= Exercise description =
Scan the entries and copy each line where the word "hillside" is present.

[Point-per-instance localization data]
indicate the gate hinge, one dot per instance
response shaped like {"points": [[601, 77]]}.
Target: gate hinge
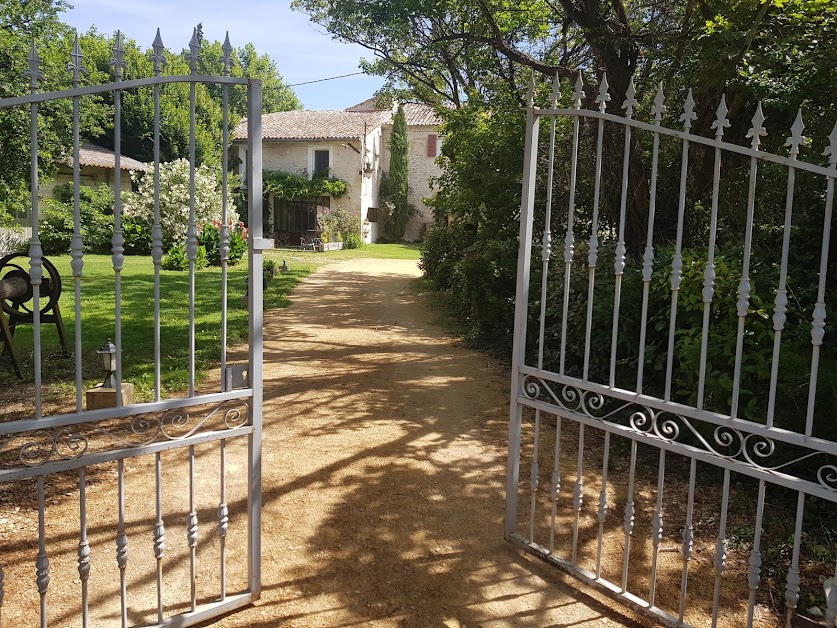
{"points": [[236, 377]]}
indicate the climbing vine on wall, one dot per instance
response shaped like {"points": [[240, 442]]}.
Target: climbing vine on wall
{"points": [[288, 186]]}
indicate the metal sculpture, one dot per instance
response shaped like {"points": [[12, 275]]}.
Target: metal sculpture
{"points": [[15, 295]]}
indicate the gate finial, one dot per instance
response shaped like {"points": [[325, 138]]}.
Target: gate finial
{"points": [[578, 94], [530, 91], [659, 105], [757, 131], [33, 72], [604, 97], [556, 90], [158, 55], [721, 122], [76, 64], [118, 59], [194, 56], [227, 58], [630, 100], [688, 112], [831, 150], [796, 140]]}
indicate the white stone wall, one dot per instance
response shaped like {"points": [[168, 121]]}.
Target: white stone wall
{"points": [[346, 164], [421, 169]]}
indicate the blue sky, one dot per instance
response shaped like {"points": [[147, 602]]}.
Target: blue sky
{"points": [[302, 50]]}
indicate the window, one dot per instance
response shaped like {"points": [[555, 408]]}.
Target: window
{"points": [[319, 161], [434, 145]]}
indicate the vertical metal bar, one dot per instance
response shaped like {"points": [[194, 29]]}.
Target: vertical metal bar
{"points": [[192, 531], [42, 563], [688, 539], [602, 505], [191, 231], [793, 580], [556, 482], [159, 59], [223, 520], [720, 562], [780, 303], [225, 229], [533, 477], [254, 457], [83, 547], [578, 491], [628, 522], [657, 527], [754, 569], [756, 132], [830, 598], [648, 254], [686, 117], [709, 274], [118, 241], [546, 254], [593, 253], [36, 253], [159, 533], [569, 239], [619, 262], [76, 243], [524, 261], [122, 543], [818, 324]]}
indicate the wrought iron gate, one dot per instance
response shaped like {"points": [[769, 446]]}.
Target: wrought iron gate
{"points": [[133, 556], [612, 397]]}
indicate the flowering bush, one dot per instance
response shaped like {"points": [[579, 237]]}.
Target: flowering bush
{"points": [[174, 200], [210, 238]]}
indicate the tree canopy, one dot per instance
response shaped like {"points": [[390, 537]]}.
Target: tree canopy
{"points": [[39, 20]]}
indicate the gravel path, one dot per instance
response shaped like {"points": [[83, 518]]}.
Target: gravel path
{"points": [[384, 459]]}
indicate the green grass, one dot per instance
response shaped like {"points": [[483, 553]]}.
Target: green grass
{"points": [[98, 304]]}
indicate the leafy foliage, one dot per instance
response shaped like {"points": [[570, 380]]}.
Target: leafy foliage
{"points": [[395, 186], [175, 200], [289, 186]]}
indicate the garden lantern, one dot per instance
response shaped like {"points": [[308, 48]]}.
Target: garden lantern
{"points": [[108, 353]]}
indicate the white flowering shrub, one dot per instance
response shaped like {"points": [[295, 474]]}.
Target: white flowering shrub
{"points": [[12, 241], [174, 200]]}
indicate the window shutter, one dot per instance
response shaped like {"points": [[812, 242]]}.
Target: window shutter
{"points": [[431, 145]]}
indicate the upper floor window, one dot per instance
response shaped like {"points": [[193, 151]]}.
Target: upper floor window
{"points": [[434, 145], [319, 161]]}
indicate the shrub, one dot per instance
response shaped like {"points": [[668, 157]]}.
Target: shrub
{"points": [[210, 238], [12, 240], [353, 241], [174, 199], [176, 258]]}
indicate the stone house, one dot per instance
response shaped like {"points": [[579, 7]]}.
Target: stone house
{"points": [[353, 145]]}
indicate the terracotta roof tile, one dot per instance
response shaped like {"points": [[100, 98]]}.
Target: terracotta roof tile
{"points": [[314, 125], [92, 155]]}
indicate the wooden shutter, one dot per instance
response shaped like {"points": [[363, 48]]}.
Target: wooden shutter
{"points": [[432, 139]]}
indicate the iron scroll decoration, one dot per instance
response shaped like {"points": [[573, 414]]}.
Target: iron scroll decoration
{"points": [[74, 441], [722, 441]]}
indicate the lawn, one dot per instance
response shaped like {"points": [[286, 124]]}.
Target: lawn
{"points": [[98, 325]]}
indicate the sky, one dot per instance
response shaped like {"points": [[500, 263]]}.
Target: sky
{"points": [[303, 51]]}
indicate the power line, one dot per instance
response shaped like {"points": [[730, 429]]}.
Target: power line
{"points": [[330, 78]]}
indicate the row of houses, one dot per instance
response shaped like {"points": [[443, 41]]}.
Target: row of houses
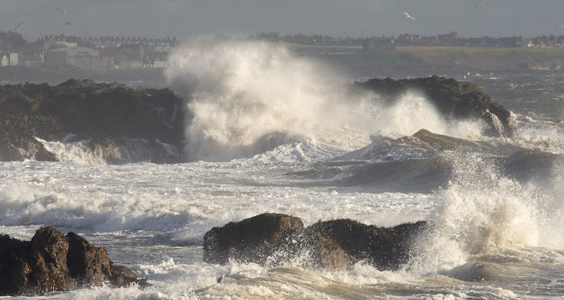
{"points": [[152, 44], [9, 59], [107, 58]]}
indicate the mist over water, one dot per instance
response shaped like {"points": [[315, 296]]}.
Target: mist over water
{"points": [[238, 91]]}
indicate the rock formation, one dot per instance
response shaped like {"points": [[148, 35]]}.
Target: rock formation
{"points": [[104, 115], [453, 99], [121, 124], [52, 261], [275, 238]]}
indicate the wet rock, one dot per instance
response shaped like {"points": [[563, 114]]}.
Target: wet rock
{"points": [[250, 240], [17, 147], [453, 99], [384, 248], [335, 244], [52, 261]]}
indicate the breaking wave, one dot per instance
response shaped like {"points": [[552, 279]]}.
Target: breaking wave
{"points": [[240, 91]]}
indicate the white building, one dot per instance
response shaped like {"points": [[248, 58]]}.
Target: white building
{"points": [[4, 60], [83, 58], [14, 59], [9, 59]]}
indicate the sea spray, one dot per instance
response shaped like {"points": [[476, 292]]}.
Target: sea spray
{"points": [[483, 211], [238, 91]]}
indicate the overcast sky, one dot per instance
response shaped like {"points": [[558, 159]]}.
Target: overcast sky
{"points": [[356, 18]]}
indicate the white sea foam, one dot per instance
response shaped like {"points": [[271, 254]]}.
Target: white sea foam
{"points": [[486, 212], [239, 91]]}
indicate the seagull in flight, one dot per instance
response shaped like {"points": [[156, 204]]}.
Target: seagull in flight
{"points": [[407, 15], [17, 28]]}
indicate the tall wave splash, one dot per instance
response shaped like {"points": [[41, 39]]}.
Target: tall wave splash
{"points": [[240, 91], [485, 212]]}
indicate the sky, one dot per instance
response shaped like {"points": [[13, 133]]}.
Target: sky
{"points": [[354, 18]]}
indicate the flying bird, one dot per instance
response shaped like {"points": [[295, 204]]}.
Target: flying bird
{"points": [[407, 15], [17, 28]]}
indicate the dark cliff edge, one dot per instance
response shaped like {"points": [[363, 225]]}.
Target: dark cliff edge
{"points": [[451, 98], [122, 123], [52, 261], [271, 239], [119, 124]]}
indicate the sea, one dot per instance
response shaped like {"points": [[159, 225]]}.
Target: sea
{"points": [[276, 132]]}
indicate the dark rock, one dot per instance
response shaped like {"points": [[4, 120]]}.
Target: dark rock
{"points": [[250, 240], [274, 238], [453, 99], [110, 114], [54, 262], [385, 248], [17, 147]]}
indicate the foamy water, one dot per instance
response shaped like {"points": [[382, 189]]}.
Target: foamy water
{"points": [[276, 133]]}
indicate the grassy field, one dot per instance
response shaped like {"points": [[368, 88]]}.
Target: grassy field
{"points": [[490, 58]]}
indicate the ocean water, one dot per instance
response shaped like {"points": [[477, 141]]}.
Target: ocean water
{"points": [[276, 133]]}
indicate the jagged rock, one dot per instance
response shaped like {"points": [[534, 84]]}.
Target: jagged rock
{"points": [[274, 238], [110, 114], [16, 147], [250, 240], [385, 248], [453, 99], [52, 261]]}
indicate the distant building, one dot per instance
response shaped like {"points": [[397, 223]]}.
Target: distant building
{"points": [[375, 45], [14, 59], [4, 60], [9, 59], [83, 58]]}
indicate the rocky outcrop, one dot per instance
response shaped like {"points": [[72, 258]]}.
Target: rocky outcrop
{"points": [[276, 238], [108, 114], [52, 261], [250, 240], [453, 99]]}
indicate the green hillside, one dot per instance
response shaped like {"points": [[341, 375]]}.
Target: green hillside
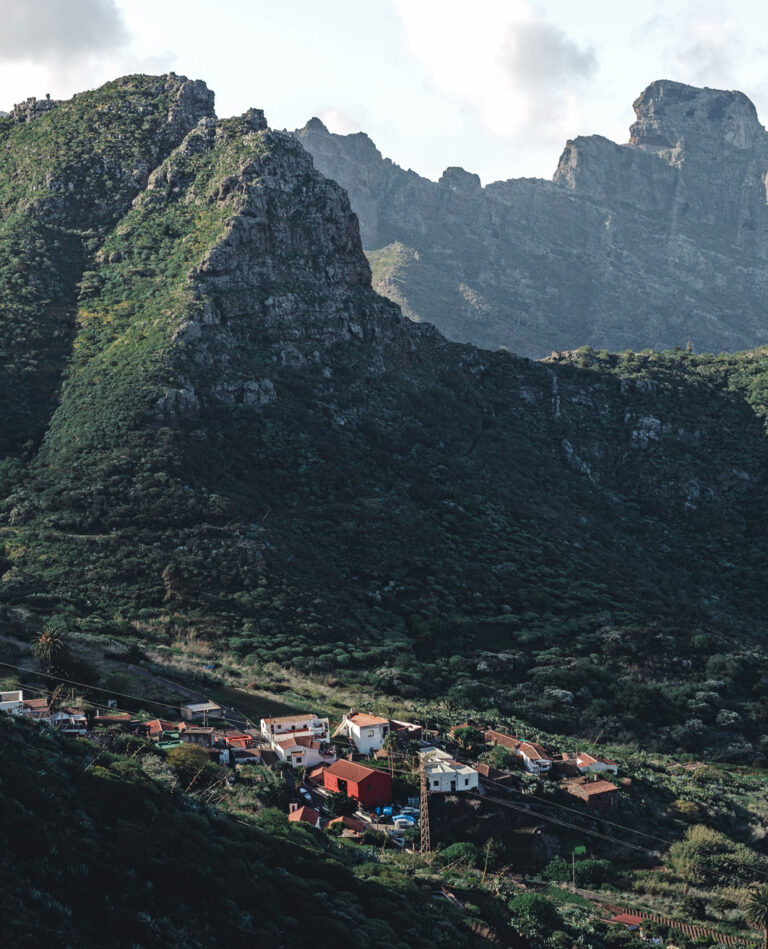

= Reply =
indicate the green hillside, one dot per instance
Target: green hillside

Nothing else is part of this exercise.